→ EXTRAIT:
◇ ◇ ◇ ◇ ◇
Hunch! – Un jeu à base de mots et de hunchères
J’aime bien les curiosités. Ça tombe bien, il y en a une sur ma table dont je souhaitais vous parler et dont l’auteur (Nomas Kurnia) est encore peu connu de la scène publique. Edité par Don’t Panic Games, Hunch! a eu l’audace de marier deux genres qui d’ordinaire ne se rencontrent jamais : les jeux de mots et les jeux d’enchères. Même si quelques « fossiles » inexistants en Français peuvent être trouvés sur BGG (Buywords, Haste Worte?, …), on ne peut pas vraiment parler d’un filon à ce jour.
Dans ce jeu compétitif pour 3 à 6 joueurs, votre objectif sera de deviner les mots secrets de vos adversaires mais aussi de leur faire deviner les vôtres. Si un petit résumé des règles en vidéo vous tente, n’hésitez pas à aller voir notre Ludochrono.
Le jeu de mots en deux mots
Au début de la partie, chaque joueur(se) se verra attribuer 3 cartes Secret sur lesquelles il ou elle écrira sur chacune un mot choisi secrètement parmi une large proposition de 36 au total. Ces 36 mots sont ensuite mélangés puis étalés au centre de la table. Chacun retournera ensuite face cachée ses 3 cartes Secret devant soi.
En tant que joueur, votre objectif sera de faire deviner ces trois mots secrets à vos adversaires. La mécanique pour y parvenir est originale : vous devrez acheter des indices à vos adversaires, si certains parmi ces derniers vous semblent correspondre à un de vos mots. Pour cela, il faudra proposer un prix supérieur à celui que les autres voudraient y mettre. Inversement, vous devrez vendre vos propres indices au plus offrant de vos adversaires pour qu’il puisse également faire deviner ses propres mots secrets. En d’autres termes, on achète et on vend les indices aux autres joueurs aux enchères.
À chaque manche, on commencera par écrire ses indices. On piochera donc deux cartes Indice vides vous donnant une indication : une couleur, une question se répondant par oui ou par non, etc. On inscrira alors un indice sur chacune d’entre elles, en tâchant de les rendre les plus attractifs possible. Pour cela, il faudra bien scruter tous les mots présents au centre de la table, susceptibles d’être en possession des joueurs.
Par exemple, si je dois écrire une Science et qu’au milieu de la table je repère des mots tels que Baleine, Colombe, Forêt ou Loup, je pourrais écrire « Ecologie » sur ma carte.
◇ ◇ ◇ ◇ ◇
→ CONSIGNE: Recopiez à l'identique la portion de l'extrait sur Hunch! qui va de « Le jeu de mots » jusqu'à « Secret devant soi. » inclus.

→ CONTENU DES DONNÉES:
◇ ◇ ◇ ◇ ◇
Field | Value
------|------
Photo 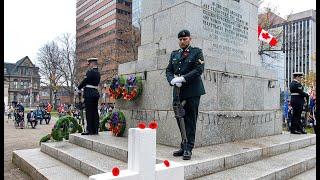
◇ ◇ ◇ ◇ ◇
→ ZONE DE RÉPONSE:
Le jeu de mots en deux mots
Au début de la partie, chaque joueur(se) se verra attribuer 3 cartes Secret sur lesquelles il ou elle écrira sur chacune un mot choisi secrètement parmi une large proposition de 36 au total. Ces 36 mots sont ensuite mélangés puis étalés au centre de la table. Chacun retournera ensuite face cachée ses 3 cartes Secret devant soi.